» **Task instructions**: Copy out each line of the material below that contains the string "shelf". Match case exactly.

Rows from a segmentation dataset
---------------

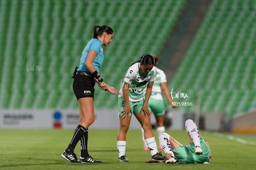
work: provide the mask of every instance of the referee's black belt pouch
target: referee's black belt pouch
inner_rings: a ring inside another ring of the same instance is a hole
[[[74,73],[73,73],[73,76],[72,77],[72,78],[75,78],[75,75],[77,74],[77,70],[78,67],[75,67],[75,70],[74,70]]]

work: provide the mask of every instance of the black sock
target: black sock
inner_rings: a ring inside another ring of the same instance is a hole
[[[89,156],[88,153],[88,129],[83,134],[83,135],[80,140],[80,148],[81,150],[81,157],[87,158]]]
[[[73,137],[71,138],[71,141],[69,143],[69,147],[66,149],[66,151],[74,151],[74,150],[75,149],[77,142],[81,138],[81,137],[83,136],[83,134],[86,131],[87,131],[87,129],[86,129],[82,125],[77,125],[77,128],[75,128],[75,131],[74,132]]]

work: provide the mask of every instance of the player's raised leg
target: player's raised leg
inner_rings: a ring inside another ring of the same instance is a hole
[[[176,158],[175,158],[173,149],[179,147],[181,144],[166,133],[162,133],[159,135],[159,140],[163,150],[165,153],[166,158],[165,163],[169,164],[178,163],[179,162]]]
[[[195,154],[200,155],[203,153],[203,150],[200,143],[200,137],[201,137],[201,135],[195,123],[191,119],[187,119],[185,122],[185,127],[189,134],[190,142],[194,142],[195,144]]]

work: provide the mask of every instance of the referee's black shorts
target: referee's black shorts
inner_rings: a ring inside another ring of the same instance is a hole
[[[75,75],[73,81],[73,91],[77,100],[93,98],[95,80],[91,75]]]

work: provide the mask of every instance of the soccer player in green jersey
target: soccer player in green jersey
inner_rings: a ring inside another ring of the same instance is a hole
[[[158,65],[158,58],[155,54],[152,54],[152,56],[155,59],[154,66],[157,67]],[[164,95],[168,101],[169,106],[173,108],[176,108],[174,101],[170,96],[166,82],[166,76],[164,71],[156,67],[156,80],[154,81],[154,84],[153,85],[152,92],[148,100],[148,107],[150,113],[153,113],[155,116],[157,125],[156,132],[158,136],[161,133],[164,132],[165,130],[164,126],[164,103],[162,94]],[[143,150],[147,151],[149,149],[144,139],[144,130],[142,128],[142,137],[144,144]],[[161,145],[159,145],[158,149],[162,150]]]
[[[166,153],[166,163],[204,163],[209,164],[211,158],[208,142],[203,140],[197,126],[191,119],[185,122],[189,145],[183,145],[166,133],[160,135],[160,144]]]
[[[132,114],[144,130],[144,138],[151,159],[165,159],[164,156],[158,151],[151,125],[150,112],[148,108],[148,100],[156,76],[156,67],[154,64],[155,59],[152,55],[142,56],[130,66],[122,82],[118,101],[120,127],[117,147],[119,161],[129,161],[126,158],[126,134]]]

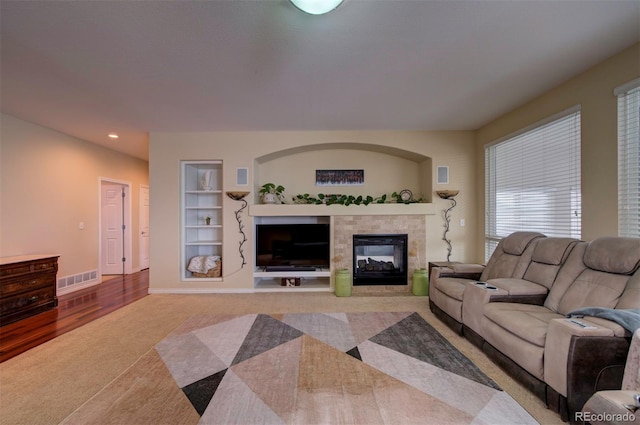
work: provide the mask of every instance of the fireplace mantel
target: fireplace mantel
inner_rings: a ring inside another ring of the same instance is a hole
[[[434,215],[433,203],[369,204],[369,205],[306,205],[306,204],[254,204],[249,215],[267,216],[341,216],[341,215]]]

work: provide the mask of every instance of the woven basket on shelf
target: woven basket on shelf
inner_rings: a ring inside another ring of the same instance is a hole
[[[207,273],[196,273],[191,272],[193,277],[220,277],[222,274],[222,263],[220,261],[216,261],[216,266],[212,269],[209,269]]]

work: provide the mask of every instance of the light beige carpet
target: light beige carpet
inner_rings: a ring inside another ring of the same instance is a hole
[[[337,298],[329,293],[148,296],[0,364],[1,420],[3,424],[57,424],[68,418],[67,423],[84,424],[87,422],[75,421],[70,415],[81,406],[85,406],[83,412],[90,411],[91,403],[87,402],[101,399],[106,404],[118,404],[115,411],[123,415],[128,410],[142,413],[136,417],[147,417],[148,423],[159,423],[162,409],[166,409],[172,418],[180,417],[181,423],[196,424],[199,415],[188,403],[177,402],[184,400],[184,395],[172,382],[172,376],[164,372],[166,365],[154,349],[189,317],[196,314],[374,311],[418,312],[538,422],[562,423],[557,414],[546,410],[535,396],[433,317],[425,297],[359,295]],[[146,362],[148,369],[162,371],[146,376],[154,376],[157,386],[166,390],[144,392],[148,386],[142,385],[143,377],[138,376],[138,368],[133,367],[139,362]],[[127,384],[118,388],[118,382]],[[96,397],[98,394],[100,397]],[[104,407],[101,405],[100,408]],[[175,416],[176,409],[184,410]],[[123,417],[114,415],[94,423],[122,423]]]

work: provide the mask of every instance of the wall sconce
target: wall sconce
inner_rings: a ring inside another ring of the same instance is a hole
[[[343,0],[291,0],[291,3],[303,12],[311,15],[324,15],[340,6]]]
[[[242,240],[240,241],[240,246],[238,247],[238,252],[240,252],[240,258],[242,258],[242,266],[240,266],[240,268],[244,268],[244,265],[247,264],[244,258],[244,251],[242,249],[242,245],[244,245],[244,243],[247,241],[247,235],[244,234],[244,224],[242,224],[241,216],[242,216],[242,210],[247,208],[247,201],[244,198],[246,198],[248,194],[249,192],[227,192],[227,196],[229,198],[233,199],[234,201],[242,202],[242,207],[240,207],[239,210],[235,211],[236,220],[238,221],[238,230],[242,235]]]
[[[460,193],[459,190],[438,190],[436,191],[439,197],[442,199],[449,199],[451,201],[451,206],[444,210],[444,234],[442,235],[442,240],[445,241],[448,245],[447,247],[447,262],[451,257],[451,250],[453,249],[451,246],[451,240],[447,239],[447,233],[449,232],[449,225],[451,223],[451,210],[456,206],[455,197]]]

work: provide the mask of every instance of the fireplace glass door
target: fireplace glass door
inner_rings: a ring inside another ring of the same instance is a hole
[[[407,235],[353,235],[354,285],[407,285]]]

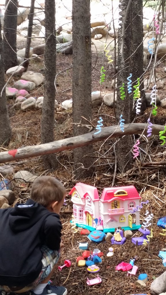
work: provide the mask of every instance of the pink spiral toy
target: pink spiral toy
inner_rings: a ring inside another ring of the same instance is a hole
[[[139,156],[139,148],[138,147],[138,146],[139,145],[140,142],[139,142],[139,140],[137,139],[136,141],[136,142],[135,145],[134,145],[133,147],[133,153],[134,154],[134,156],[133,157],[133,159],[135,159],[138,156]]]
[[[155,27],[156,28],[156,33],[157,35],[159,35],[160,33],[160,32],[159,32],[159,26],[158,23],[159,21],[157,19],[155,20],[155,16],[156,14],[154,14],[153,20],[154,21],[154,27]]]

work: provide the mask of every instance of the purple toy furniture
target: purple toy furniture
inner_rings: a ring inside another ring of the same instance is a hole
[[[149,235],[150,233],[150,230],[148,230],[147,228],[146,228],[145,230],[141,228],[141,227],[140,227],[140,228],[138,230],[139,232],[141,232],[143,234],[143,235],[142,237],[138,237],[133,238],[131,240],[132,243],[135,244],[135,245],[136,245],[137,246],[139,246],[140,245],[142,245],[143,243],[144,240],[147,240],[147,236],[148,235]],[[148,242],[147,241],[147,242]]]
[[[126,240],[126,238],[124,237],[124,230],[122,230],[121,228],[120,229],[118,229],[117,230],[119,231],[119,233],[121,237],[122,238],[122,240],[119,242],[118,242],[117,241],[115,241],[115,237],[114,236],[113,237],[111,240],[111,243],[112,244],[115,244],[118,245],[122,245],[124,243]],[[115,233],[117,233],[117,231],[115,229]]]

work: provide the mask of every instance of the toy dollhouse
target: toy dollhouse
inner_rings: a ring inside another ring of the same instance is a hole
[[[69,193],[73,203],[73,222],[91,231],[113,232],[120,227],[138,230],[141,198],[134,186],[104,189],[100,199],[96,188],[79,182]]]

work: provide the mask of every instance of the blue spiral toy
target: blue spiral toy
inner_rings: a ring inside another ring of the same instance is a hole
[[[150,54],[152,54],[153,53],[153,47],[154,46],[154,41],[155,40],[155,38],[153,37],[152,38],[152,39],[150,39],[148,41],[148,49],[149,52]],[[150,46],[152,45],[153,47],[152,48],[150,48]]]
[[[131,84],[132,81],[130,79],[130,78],[131,78],[132,77],[132,74],[130,74],[130,76],[127,78],[127,80],[128,81],[127,83],[127,90],[128,93],[131,93],[132,92],[132,85]]]
[[[98,131],[97,131],[97,132],[95,132],[94,133],[94,134],[97,134],[98,133],[100,133],[100,132],[101,132],[102,127],[103,126],[103,124],[102,123],[103,121],[103,120],[101,117],[100,117],[99,120],[98,121],[97,121],[98,125],[97,125],[97,127],[96,127],[96,129],[97,130],[98,130]]]
[[[121,115],[121,116],[120,116],[120,128],[121,128],[121,130],[122,131],[122,132],[124,132],[124,122],[125,120],[124,119],[123,119],[123,115]]]

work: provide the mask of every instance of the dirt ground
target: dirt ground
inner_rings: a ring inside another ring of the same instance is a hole
[[[38,42],[41,42],[40,41]],[[19,44],[18,49],[25,46],[23,40]],[[32,40],[32,46],[37,45],[36,40]],[[38,44],[38,43],[37,43]],[[93,47],[94,45],[92,45]],[[19,48],[20,47],[20,48]],[[113,58],[113,54],[112,54]],[[100,75],[100,71],[103,63],[103,53],[100,52],[98,47],[98,55],[92,49],[92,64],[94,68],[92,72],[92,91],[100,90],[99,83]],[[69,67],[72,63],[72,56],[63,56],[57,54],[57,72]],[[107,61],[104,61],[105,68],[108,71],[105,83],[102,85],[101,91],[106,94],[113,91],[110,84],[113,75],[113,70],[110,68]],[[157,70],[158,78],[165,76],[164,68],[166,66],[163,63]],[[34,71],[40,72],[43,74],[44,67],[42,62],[30,63],[28,69]],[[72,69],[64,71],[58,75],[57,82],[58,93],[56,99],[61,102],[72,97]],[[11,81],[10,85],[16,78]],[[16,78],[17,79],[17,78]],[[38,87],[39,88],[39,87]],[[43,94],[43,89],[37,90],[34,96],[38,97]],[[166,97],[165,89],[159,90],[158,94],[161,97]],[[40,120],[41,111],[35,110],[23,112],[21,110],[15,110],[12,108],[14,104],[12,100],[8,101],[10,119],[13,130],[12,140],[8,149],[14,149],[25,145],[39,144],[40,142]],[[166,121],[166,111],[160,107],[158,109],[158,115],[154,117],[152,122],[153,123],[165,124]],[[150,112],[151,108],[147,108],[141,118],[135,122],[145,122]],[[100,106],[93,108],[92,123],[96,126],[99,115],[102,114],[104,126],[114,125],[115,120],[113,109],[106,106],[102,107],[101,112]],[[72,136],[72,112],[71,110],[61,110],[55,111],[56,123],[55,128],[54,140],[67,138]],[[116,139],[106,141],[105,143],[99,142],[94,145],[94,152],[92,155],[94,158],[94,166],[95,172],[93,176],[82,181],[84,183],[95,186],[101,194],[104,188],[111,186],[113,178],[115,162],[113,148],[105,156],[97,160],[99,151],[100,156],[108,150]],[[134,138],[133,138],[134,141]],[[133,143],[134,142],[133,141]],[[154,136],[150,138],[147,142],[142,137],[140,139],[140,146],[143,151],[141,160],[142,163],[152,161],[166,161],[166,151],[165,146],[161,146],[159,137]],[[3,147],[0,148],[1,151],[6,150]],[[78,181],[74,179],[74,168],[73,166],[73,151],[64,151],[57,155],[59,165],[55,171],[45,170],[43,166],[41,157],[25,159],[22,161],[9,163],[14,167],[15,171],[25,170],[38,176],[41,175],[52,175],[61,180],[64,184],[68,193]],[[150,157],[150,158],[149,158]],[[157,226],[159,218],[166,215],[166,196],[165,193],[166,185],[166,170],[165,165],[158,167],[149,165],[147,167],[140,166],[137,162],[134,162],[132,168],[127,173],[120,174],[117,173],[114,186],[135,185],[139,193],[141,193],[141,200],[149,201],[149,205],[144,205],[141,212],[141,222],[144,218],[144,214],[147,209],[154,215],[153,221],[153,237],[151,239],[150,250],[148,254],[147,247],[144,246],[137,247],[131,242],[131,239],[128,240],[123,245],[114,245],[114,255],[112,258],[106,256],[108,248],[111,246],[110,242],[104,242],[97,245],[89,242],[86,236],[81,235],[81,229],[76,234],[73,233],[69,221],[71,219],[71,213],[69,213],[72,210],[72,204],[70,197],[66,198],[67,205],[63,206],[61,213],[61,220],[63,225],[62,239],[65,248],[63,250],[60,265],[62,265],[65,260],[70,260],[72,266],[70,268],[63,269],[60,273],[58,270],[52,278],[53,283],[62,285],[66,287],[68,294],[72,295],[100,295],[103,294],[113,295],[129,295],[134,293],[146,293],[150,294],[150,286],[154,278],[161,274],[165,270],[162,260],[158,257],[159,251],[166,247],[165,237],[160,235],[162,230]],[[12,179],[12,176],[9,178]],[[17,201],[25,202],[28,197],[30,189],[29,183],[18,183],[12,182],[13,189],[16,195],[19,198]],[[65,213],[66,212],[66,213]],[[67,212],[67,213],[66,213]],[[139,232],[134,232],[134,236],[140,235]],[[104,253],[104,259],[100,266],[100,269],[98,274],[102,280],[101,283],[94,286],[88,286],[86,283],[88,277],[91,279],[96,276],[95,274],[88,274],[86,267],[78,267],[76,264],[76,258],[81,255],[82,251],[79,248],[79,243],[83,241],[89,243],[92,250],[97,248]],[[136,262],[139,269],[136,276],[127,277],[126,272],[115,271],[115,267],[122,261],[128,262],[130,259],[137,255],[139,257]],[[146,273],[148,276],[149,281],[147,287],[142,292],[136,286],[134,282],[138,276],[141,273]]]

---------------

» **Exercise response**:
work: provide the mask of every instance of the woven basket on shelf
target: woven basket on shelf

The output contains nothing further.